> **WHAT YOU SHOULD DO**: Please recast every line of the records below as a Markdown table with the columns Row and Line. Number the rows, skip blank lines, and leave the pictures out.

> **Dataset items**:
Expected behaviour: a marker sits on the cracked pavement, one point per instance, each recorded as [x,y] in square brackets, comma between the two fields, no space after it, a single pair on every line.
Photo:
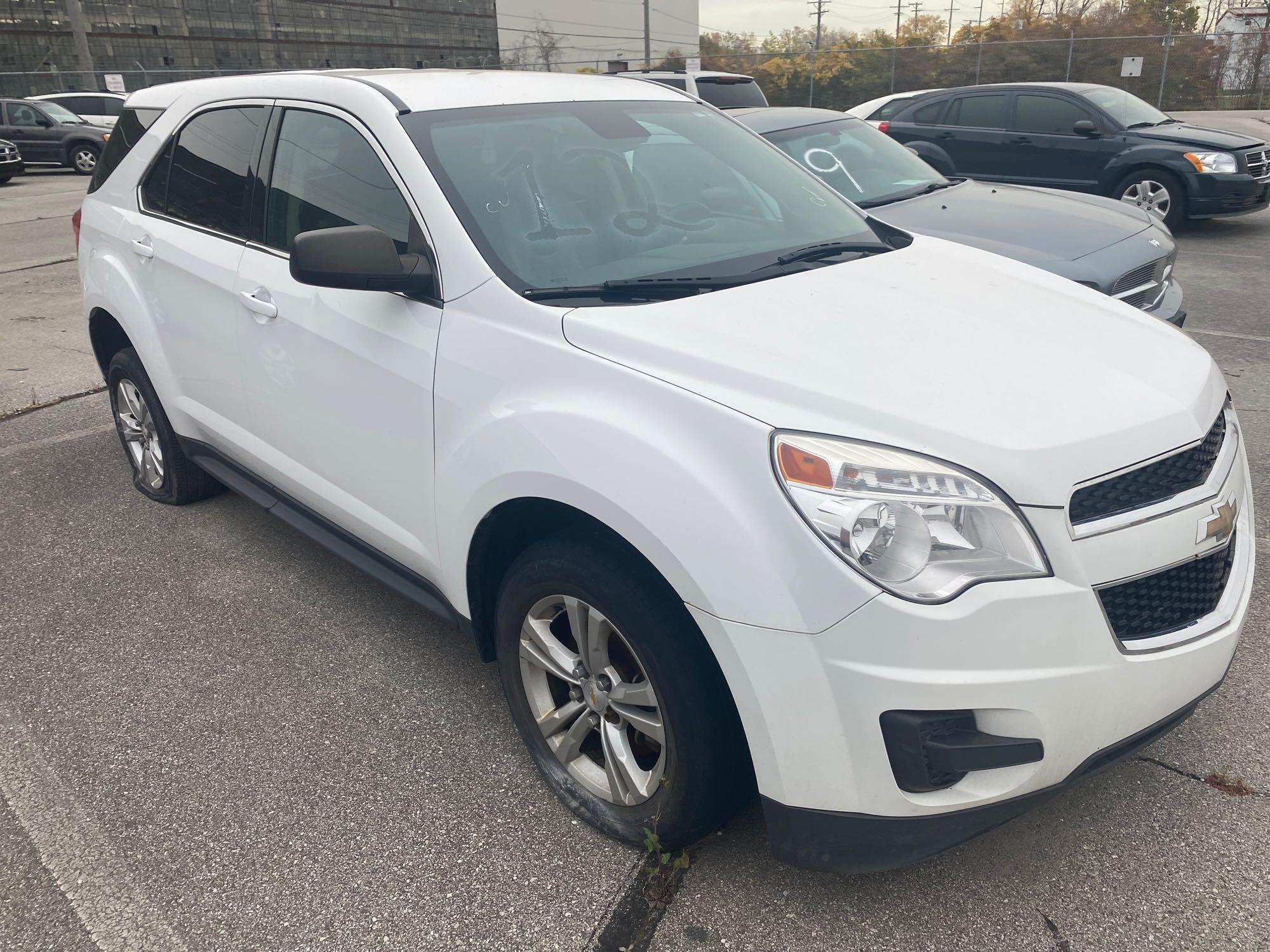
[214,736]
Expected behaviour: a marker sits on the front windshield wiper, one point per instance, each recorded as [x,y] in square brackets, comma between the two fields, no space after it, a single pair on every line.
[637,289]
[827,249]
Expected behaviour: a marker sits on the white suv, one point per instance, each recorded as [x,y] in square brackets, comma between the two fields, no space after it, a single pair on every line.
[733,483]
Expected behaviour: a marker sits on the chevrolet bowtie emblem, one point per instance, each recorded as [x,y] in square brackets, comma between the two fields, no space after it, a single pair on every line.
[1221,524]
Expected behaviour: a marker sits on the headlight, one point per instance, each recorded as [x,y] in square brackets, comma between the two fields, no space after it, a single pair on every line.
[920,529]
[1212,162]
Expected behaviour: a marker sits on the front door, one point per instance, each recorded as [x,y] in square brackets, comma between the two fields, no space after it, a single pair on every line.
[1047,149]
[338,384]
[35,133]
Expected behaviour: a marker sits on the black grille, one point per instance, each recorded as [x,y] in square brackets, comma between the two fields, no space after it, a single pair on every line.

> **WRITTEN SOLUTION**:
| Row | Line |
|---|---|
| 1 | Expected behaviour: a marker sits on the cracked pavement, one point per instance, each recorded as [x,y] in square brackets, comma between the two fields, no space after it, a single pair on every line. |
| 2 | Photo: |
| 3 | [214,736] |
| 4 | Expected behaviour: a marker sits on the front windshield wiper, one point per instance, each recorded as [x,y] in square brackets, comma between the two fields, no space after it, a single pair on every line. |
| 5 | [637,289] |
| 6 | [827,249] |
| 7 | Expected behaviour: a marker sits on the white suv, one point per instance, each recorded as [x,y] in square brackets, comma between the two fields, no space after it, a single pair on every line. |
| 8 | [733,483] |
| 9 | Expected behaviour: a marker sits on the chevrolet bowtie emblem, one point per instance, each recorded as [x,y] in square brackets, comma between the two fields, no space after it, a single pair on every line. |
| 10 | [1221,524] |
| 11 | Expected behaviour: a marker sits on the headlight, one point per instance, each recorded as [x,y] in square brackets, comma between the two fields, no space after it, a single pair on every line. |
| 12 | [920,529] |
| 13 | [1212,162] |
| 14 | Expected behaviour: a marker sits on the front door, one point per instance, each recorded as [x,y] in square brackets, comma between the two fields, no space after it, a single pair on every line. |
| 15 | [1047,149] |
| 16 | [338,384] |
| 17 | [35,133] |
| 18 | Expected behaviour: a marker sits on the black grille, one point per instance, each recorded as [x,y] in square brackets, comma between the two fields, no space after it, a single pair on every line. |